[[ RECORDS TO PROCESS, beginning ]]

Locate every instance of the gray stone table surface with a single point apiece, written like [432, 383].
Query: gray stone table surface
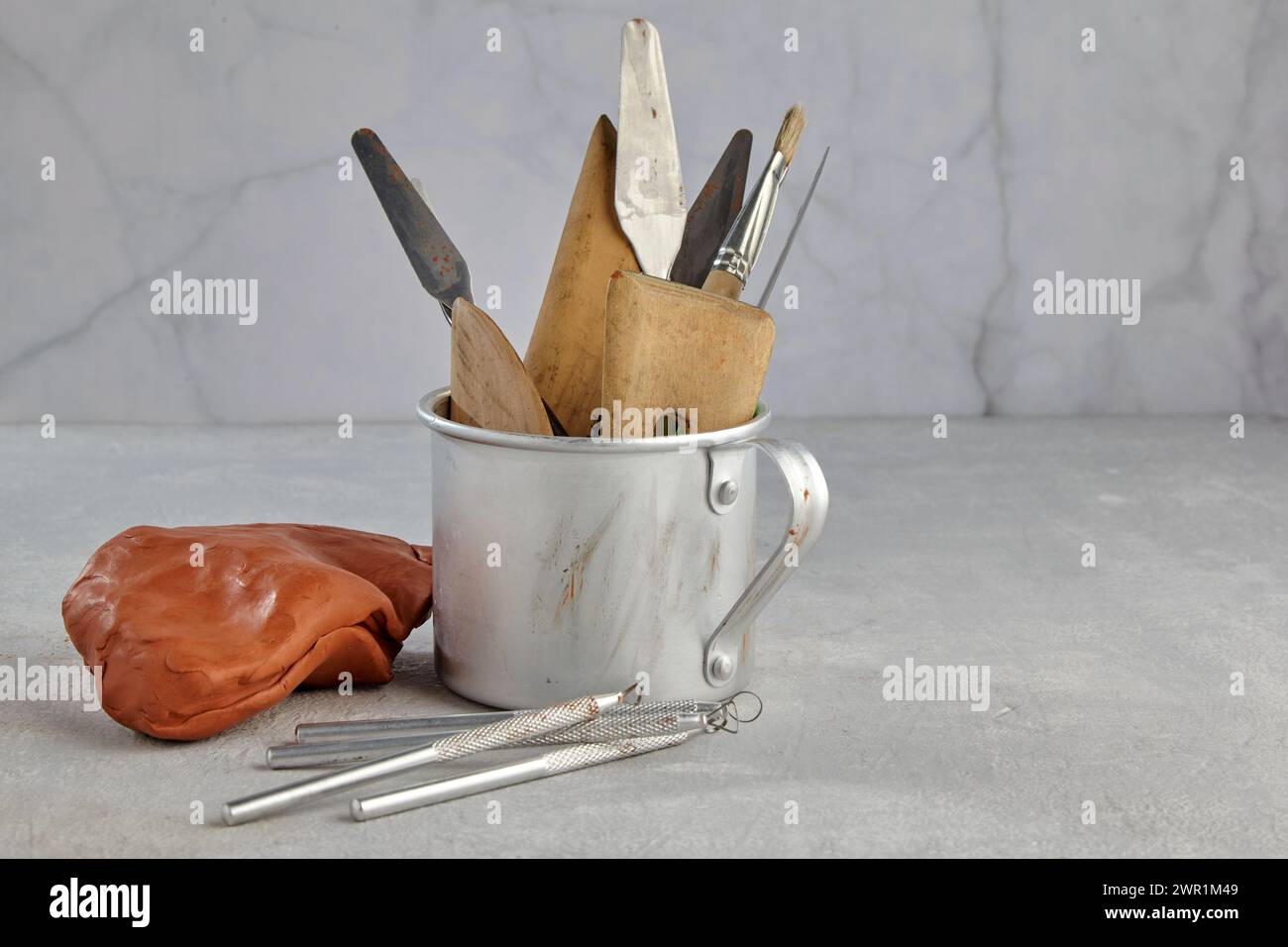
[1109, 684]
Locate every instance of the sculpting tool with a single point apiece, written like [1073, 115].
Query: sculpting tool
[488, 737]
[638, 720]
[579, 757]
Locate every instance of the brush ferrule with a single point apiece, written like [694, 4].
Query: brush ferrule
[741, 248]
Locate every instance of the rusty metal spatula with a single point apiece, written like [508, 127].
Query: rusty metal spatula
[433, 256]
[712, 213]
[649, 191]
[437, 262]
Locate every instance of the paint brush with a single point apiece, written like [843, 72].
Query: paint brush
[741, 248]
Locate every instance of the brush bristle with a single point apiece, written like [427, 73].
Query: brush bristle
[790, 134]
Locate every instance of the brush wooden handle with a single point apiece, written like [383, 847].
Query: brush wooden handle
[722, 283]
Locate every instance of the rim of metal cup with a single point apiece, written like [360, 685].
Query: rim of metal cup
[432, 408]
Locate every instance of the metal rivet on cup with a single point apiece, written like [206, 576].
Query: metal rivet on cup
[728, 491]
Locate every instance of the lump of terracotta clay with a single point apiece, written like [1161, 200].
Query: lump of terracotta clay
[193, 639]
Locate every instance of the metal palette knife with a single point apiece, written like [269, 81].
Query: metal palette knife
[791, 236]
[649, 191]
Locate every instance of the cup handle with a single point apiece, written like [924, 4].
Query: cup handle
[722, 652]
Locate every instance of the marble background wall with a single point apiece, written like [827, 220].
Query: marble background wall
[915, 296]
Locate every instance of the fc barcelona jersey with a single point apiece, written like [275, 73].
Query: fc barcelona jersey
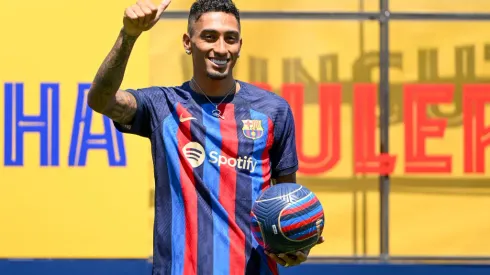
[209, 171]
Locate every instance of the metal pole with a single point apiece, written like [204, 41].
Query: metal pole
[384, 124]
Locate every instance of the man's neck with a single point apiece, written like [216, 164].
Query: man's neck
[213, 87]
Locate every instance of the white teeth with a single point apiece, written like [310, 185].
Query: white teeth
[219, 62]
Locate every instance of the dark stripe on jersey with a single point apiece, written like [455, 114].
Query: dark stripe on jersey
[189, 195]
[244, 192]
[204, 212]
[261, 153]
[162, 254]
[221, 241]
[228, 178]
[170, 126]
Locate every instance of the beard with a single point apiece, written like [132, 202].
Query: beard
[217, 75]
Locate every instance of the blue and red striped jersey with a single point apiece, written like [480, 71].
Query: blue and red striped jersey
[208, 173]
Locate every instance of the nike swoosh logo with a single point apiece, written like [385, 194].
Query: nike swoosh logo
[184, 119]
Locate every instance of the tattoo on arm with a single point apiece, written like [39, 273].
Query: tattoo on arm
[110, 75]
[122, 108]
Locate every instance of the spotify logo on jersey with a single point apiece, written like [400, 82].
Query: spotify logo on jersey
[195, 155]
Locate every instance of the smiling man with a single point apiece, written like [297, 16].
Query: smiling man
[217, 142]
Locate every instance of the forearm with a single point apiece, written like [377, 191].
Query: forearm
[110, 74]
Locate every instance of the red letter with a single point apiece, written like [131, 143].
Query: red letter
[329, 100]
[476, 136]
[418, 127]
[365, 155]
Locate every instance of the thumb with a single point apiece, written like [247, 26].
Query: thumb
[162, 7]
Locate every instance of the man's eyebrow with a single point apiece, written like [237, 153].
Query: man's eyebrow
[215, 31]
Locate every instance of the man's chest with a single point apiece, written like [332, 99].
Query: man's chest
[240, 140]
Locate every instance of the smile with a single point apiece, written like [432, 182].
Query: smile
[219, 62]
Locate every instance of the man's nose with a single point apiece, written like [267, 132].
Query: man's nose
[220, 47]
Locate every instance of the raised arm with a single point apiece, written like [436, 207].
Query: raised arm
[105, 95]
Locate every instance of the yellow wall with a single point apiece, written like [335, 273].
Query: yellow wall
[102, 211]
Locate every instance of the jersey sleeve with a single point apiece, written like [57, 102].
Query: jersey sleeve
[284, 157]
[151, 105]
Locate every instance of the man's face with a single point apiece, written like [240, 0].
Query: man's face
[216, 44]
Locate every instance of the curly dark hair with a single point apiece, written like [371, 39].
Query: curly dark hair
[203, 6]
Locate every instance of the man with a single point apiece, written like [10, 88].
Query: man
[216, 143]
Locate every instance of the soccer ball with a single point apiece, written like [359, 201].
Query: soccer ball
[286, 218]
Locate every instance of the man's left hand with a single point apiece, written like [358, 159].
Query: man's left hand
[291, 259]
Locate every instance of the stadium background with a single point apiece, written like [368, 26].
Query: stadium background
[75, 208]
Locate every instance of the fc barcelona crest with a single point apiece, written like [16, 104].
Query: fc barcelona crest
[252, 129]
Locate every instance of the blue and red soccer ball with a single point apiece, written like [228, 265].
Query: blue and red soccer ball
[286, 218]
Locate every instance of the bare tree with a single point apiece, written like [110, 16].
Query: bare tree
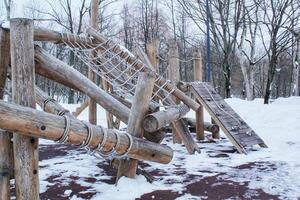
[278, 23]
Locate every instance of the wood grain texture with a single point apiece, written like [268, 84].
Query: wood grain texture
[57, 70]
[6, 158]
[155, 121]
[174, 76]
[138, 65]
[23, 83]
[139, 109]
[235, 128]
[92, 75]
[35, 123]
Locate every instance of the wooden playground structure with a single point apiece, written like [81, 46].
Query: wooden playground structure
[145, 101]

[[ RECORDS TO PROCESS, end ]]

#### REQUIREMENT:
Write out each line again, exactly as it appears above, except for any picture.

#### THE COMPLETED TASK:
Locate every instance of the gray stone table surface with a single point apiece, written like [432, 383].
Query: gray stone table surface
[1109, 684]
Locate every instance of the sculpting tool with a single point apiece, written like [1073, 115].
Query: sculpting tool
[488, 737]
[638, 720]
[579, 757]
Locate every instance of the brush ferrule with a single point apiece, written like [694, 4].
Query: brush ferrule
[741, 248]
Locate every instance of the rusty metal spatula with a single point apiece, written like [508, 127].
Query: rusty metal spatula
[433, 256]
[712, 213]
[649, 191]
[437, 262]
Locate every instance of the paint brush with a single point apiece, written like [843, 72].
Query: paint brush
[741, 248]
Locate every instance of the brush bristle with a single point apiece, written like [427, 73].
Query: brush bristle
[790, 134]
Locate every instance of the brush wooden handle with a single point apiece, written like [383, 847].
Query: brush wooden handle
[722, 283]
Locate every instance of the rim of metal cup with a single point apiece, written like [360, 685].
Query: rim of metal cup
[432, 408]
Locate every instance of the metal rivet on cup with a single point apiece, written like [206, 576].
Query: metal rivet on cup
[728, 491]
Locate every instance of the lump of terracotta clay with a single point apiece, written like [1161, 200].
Query: lump of terracotta clay
[193, 639]
Locate every instance of the metal palette knife with a single point apiece, written like [269, 81].
Query: metal palette knife
[791, 236]
[649, 191]
Locate every instance of the cup handle with a single point apiece, written like [924, 4].
Query: cup handle
[722, 652]
Locate every instance of the marble background wall with a single point apiece, written like [827, 220].
Query: marble background wall
[915, 296]
Locate every instance of the fc barcelona jersey with a single point apiece, written like [275, 73].
Query: fc barcelona jersey
[209, 171]
Locate every instance of the metal pole with a single point apiece, written like [204, 41].
Query: metal pole
[384, 124]
Locate every instance of the man's neck with a single point apiece, written like [216, 164].
Query: man's neck
[213, 87]
Locate every instance of the white teeth with a single point apiece, written like [310, 185].
Query: white teeth
[219, 62]
Locate every instance of the dark stripe on jersey with a single point apiece, written like [455, 114].
Query: dark stripe on jersey
[189, 195]
[244, 192]
[204, 212]
[261, 153]
[162, 254]
[221, 241]
[228, 178]
[170, 126]
Locate every instance of the beard with a single point apiece, written like [132, 202].
Query: beard
[217, 75]
Locate every instance of the blue and red striped jersey with a single point apiece, written like [480, 71].
Query: blue and red striped jersey
[208, 173]
Locate every instance of the nike swoosh logo with a single point apiece, written like [385, 194].
Query: nike swoosh logo
[184, 119]
Locate every instance of the tattoo on arm with a single point apiece, written like [39, 273].
Query: tattoo on arm
[110, 75]
[122, 108]
Locate every instance of the spotify logo on jersey with a single point apiece, written like [400, 82].
Query: spotify logo on jersey
[195, 155]
Locate every instance of the smiling man with a single point apiece, written like [297, 16].
Query: smiling man
[217, 142]
Locate every instance of the forearm with a single point apiece, written like [377, 191].
Query: forearm
[110, 74]
Locate every instance of the red letter with a single point apiece, written like [131, 143].
Query: red letter
[329, 100]
[476, 136]
[418, 127]
[365, 155]
Locate every instance of the thumb with a single point apiece, written like [247, 26].
Query: thumb
[162, 7]
Locate every instance of the man's eyebrow with a single point apiece, written like [237, 153].
Query: man's eyebrow
[215, 31]
Locate every instance of the man's chest with a single point apiece, written like [332, 99].
Query: man's chest
[240, 140]
Locate every instance of the smile with a single point apiece, written like [432, 182].
Query: smile
[219, 62]
Locate every instance of the man's nose with a single point apiece, written like [267, 132].
Query: man's nose
[220, 47]
Locate every instance of the raised arm with a single point apiece, written like [436, 207].
Query: raised arm
[105, 95]
Locate every instance of the yellow wall with a single point apiece, written like [335, 273].
Query: yellow wall
[102, 211]
Locate every instance of the jersey sleeve with a single point apiece, written like [57, 102].
Query: jersey sleeve
[284, 157]
[151, 105]
Locate every instance of the man's face with a single point apiece, written like [240, 0].
Query: man's face
[216, 44]
Locate every instance of the curly dark hair with a single point apiece, written like [371, 39].
Query: curly dark hair
[203, 6]
Locate every instance of the man with a single point apiece, written like [10, 88].
Query: man
[216, 143]
Locate every instance of the soccer ball with a single point apiece, written like [359, 201].
Query: soccer ball
[286, 218]
Locate every instance of the man's left hand with a single point apiece, written like [358, 159].
Query: man's left hand
[291, 259]
Locate every instance of the stadium background with a single point apiece, written like [368, 26].
Query: stadium background
[75, 208]
Locate every instance of the fc barcelona crest with a single point apiece, written like [16, 104].
Query: fc barcelona crest
[252, 129]
Locate every instance of the blue and red soccer ball with a single point apiece, written like [228, 265].
Query: blue and red soccer ball
[286, 218]
Locate every instance of the bare tree with a single point apiece, written like [110, 16].
Query: bare tree
[278, 23]
Locate every instance of the wood grain texture with a single point apiece, written like [268, 84].
Query: wood grain texture
[57, 70]
[6, 158]
[155, 121]
[174, 76]
[138, 65]
[23, 83]
[139, 109]
[235, 128]
[92, 75]
[35, 123]
Locate every instance of the wooden playground structure with a single point apiece, written like [81, 46].
Query: wooden playground structure
[145, 101]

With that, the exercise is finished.